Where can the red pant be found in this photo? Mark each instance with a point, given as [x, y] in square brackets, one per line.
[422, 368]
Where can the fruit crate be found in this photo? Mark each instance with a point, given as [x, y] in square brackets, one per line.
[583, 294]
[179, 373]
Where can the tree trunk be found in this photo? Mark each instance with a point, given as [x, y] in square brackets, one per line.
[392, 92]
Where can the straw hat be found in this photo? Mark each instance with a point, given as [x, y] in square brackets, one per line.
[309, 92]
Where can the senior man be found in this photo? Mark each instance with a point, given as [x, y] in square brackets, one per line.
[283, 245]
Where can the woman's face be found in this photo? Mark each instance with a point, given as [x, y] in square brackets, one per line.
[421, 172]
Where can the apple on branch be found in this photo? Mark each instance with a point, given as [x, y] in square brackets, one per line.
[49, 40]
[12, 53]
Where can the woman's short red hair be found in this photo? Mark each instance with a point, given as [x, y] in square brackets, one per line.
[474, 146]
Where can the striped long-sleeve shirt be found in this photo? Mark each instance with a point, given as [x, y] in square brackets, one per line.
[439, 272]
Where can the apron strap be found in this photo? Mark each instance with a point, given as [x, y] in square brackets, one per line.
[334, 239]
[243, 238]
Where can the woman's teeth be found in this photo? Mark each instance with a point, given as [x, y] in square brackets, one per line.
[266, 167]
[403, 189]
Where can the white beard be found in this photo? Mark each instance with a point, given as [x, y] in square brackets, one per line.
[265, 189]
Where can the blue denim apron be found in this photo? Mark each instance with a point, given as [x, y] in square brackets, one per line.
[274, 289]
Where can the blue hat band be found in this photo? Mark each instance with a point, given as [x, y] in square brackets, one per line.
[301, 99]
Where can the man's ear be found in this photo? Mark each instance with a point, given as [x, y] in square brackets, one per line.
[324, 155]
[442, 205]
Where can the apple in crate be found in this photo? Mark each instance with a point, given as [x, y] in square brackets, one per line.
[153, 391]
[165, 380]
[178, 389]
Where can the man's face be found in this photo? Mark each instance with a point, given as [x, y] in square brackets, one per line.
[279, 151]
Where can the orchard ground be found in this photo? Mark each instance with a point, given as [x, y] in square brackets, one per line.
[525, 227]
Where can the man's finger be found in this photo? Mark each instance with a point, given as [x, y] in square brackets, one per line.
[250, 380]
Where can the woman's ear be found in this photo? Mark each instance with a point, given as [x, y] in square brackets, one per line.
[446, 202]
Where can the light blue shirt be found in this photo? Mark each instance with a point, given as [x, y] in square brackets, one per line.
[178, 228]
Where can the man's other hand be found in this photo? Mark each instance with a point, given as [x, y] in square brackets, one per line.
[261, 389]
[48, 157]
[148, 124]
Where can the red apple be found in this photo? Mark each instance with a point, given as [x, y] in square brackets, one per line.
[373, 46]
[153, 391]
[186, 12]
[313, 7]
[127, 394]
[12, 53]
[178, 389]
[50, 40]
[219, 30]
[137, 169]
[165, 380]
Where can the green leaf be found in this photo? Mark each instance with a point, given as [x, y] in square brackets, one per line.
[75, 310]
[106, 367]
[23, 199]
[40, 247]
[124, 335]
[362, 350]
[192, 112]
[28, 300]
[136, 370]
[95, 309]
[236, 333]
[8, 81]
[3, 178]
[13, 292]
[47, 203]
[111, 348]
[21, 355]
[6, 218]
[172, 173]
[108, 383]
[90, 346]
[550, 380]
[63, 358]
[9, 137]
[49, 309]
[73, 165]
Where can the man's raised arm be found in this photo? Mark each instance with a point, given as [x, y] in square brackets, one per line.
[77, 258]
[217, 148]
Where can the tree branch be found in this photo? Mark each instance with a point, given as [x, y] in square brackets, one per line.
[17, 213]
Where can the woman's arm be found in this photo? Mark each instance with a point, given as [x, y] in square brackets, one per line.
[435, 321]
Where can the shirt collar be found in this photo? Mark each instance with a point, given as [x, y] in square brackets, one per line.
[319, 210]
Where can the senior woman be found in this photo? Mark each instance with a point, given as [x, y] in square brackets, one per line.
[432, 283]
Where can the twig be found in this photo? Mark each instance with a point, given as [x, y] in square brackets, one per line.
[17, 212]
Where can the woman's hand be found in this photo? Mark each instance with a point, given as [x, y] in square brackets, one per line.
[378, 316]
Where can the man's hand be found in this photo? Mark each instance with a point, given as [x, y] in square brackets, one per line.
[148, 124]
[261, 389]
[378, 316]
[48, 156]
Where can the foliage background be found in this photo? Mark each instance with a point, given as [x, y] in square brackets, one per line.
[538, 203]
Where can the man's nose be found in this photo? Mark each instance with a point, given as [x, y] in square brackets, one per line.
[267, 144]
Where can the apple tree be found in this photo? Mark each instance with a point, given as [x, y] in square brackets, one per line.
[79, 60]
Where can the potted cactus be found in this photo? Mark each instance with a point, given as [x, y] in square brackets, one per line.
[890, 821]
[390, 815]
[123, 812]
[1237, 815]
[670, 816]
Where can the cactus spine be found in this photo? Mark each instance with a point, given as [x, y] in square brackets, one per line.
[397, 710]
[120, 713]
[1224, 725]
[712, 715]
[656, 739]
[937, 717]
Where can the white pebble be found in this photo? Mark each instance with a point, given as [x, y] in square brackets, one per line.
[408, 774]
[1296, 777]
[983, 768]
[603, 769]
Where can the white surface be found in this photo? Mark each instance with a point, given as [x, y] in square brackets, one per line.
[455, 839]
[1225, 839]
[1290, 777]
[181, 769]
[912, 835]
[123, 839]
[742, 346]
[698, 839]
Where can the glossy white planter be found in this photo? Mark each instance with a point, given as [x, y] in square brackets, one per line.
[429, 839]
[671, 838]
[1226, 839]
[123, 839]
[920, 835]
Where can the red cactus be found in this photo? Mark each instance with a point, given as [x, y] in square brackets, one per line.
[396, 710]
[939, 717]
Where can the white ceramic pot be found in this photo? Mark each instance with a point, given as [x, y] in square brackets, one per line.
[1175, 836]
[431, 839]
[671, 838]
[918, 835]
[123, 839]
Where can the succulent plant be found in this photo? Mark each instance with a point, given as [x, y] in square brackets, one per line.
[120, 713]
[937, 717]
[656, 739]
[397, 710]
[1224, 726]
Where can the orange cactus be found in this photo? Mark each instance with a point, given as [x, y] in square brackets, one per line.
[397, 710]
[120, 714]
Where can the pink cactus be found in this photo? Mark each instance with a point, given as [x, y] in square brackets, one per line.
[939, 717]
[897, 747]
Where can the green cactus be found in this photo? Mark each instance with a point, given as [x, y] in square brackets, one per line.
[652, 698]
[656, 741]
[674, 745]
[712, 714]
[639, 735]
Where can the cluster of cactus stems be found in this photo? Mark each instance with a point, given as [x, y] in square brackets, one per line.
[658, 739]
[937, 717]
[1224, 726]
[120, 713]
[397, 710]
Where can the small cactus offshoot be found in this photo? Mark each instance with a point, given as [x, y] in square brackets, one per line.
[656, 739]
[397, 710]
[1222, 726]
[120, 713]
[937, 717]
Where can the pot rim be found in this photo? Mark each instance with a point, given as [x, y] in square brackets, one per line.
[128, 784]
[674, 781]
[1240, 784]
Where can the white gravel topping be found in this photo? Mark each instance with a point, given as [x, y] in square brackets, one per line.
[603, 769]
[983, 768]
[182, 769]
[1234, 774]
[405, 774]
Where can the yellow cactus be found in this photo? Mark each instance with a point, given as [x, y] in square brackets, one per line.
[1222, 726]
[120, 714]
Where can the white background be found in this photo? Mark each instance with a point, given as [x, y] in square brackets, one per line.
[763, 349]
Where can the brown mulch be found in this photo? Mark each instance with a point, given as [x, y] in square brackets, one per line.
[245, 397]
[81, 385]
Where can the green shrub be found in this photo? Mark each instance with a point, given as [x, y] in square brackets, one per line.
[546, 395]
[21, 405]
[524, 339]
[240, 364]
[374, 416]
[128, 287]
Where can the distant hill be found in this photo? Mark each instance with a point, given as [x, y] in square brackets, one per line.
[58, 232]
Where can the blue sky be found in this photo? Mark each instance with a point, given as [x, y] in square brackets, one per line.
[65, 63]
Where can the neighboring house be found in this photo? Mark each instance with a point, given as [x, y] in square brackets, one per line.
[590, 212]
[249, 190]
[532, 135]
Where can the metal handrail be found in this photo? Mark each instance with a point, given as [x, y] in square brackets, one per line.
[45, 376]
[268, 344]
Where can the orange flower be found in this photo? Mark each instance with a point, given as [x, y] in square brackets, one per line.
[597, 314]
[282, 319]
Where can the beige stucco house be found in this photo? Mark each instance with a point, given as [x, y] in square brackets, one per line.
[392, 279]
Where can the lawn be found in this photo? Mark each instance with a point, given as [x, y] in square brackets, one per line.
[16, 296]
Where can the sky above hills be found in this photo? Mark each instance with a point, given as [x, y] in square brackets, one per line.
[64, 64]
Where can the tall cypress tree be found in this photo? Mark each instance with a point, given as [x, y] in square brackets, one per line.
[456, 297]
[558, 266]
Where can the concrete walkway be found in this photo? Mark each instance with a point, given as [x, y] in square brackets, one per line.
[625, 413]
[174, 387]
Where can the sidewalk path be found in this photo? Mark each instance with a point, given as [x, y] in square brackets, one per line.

Exercise directions. Format the lines of the listing above, from the line containing "Where can the tall" through the last line of the listing, both ends included, as a JSON list of strings with one string per line and blank lines omitted.

Solved exercise.
[
  "Where can the tall cypress tree be found in this photo? Mark each instance with a point, given as [x, y] in square brackets, one per line.",
  "[456, 297]",
  "[558, 266]",
  "Where can the concrete walkway be found in this photo? Mark each instance with a point, given as [x, y] in square brackets, one per line.",
  "[625, 413]",
  "[174, 387]",
  "Where can the sidewalk path be found in this photo? Mark each instance with a point, given as [x, y] in square brackets, one per line."
]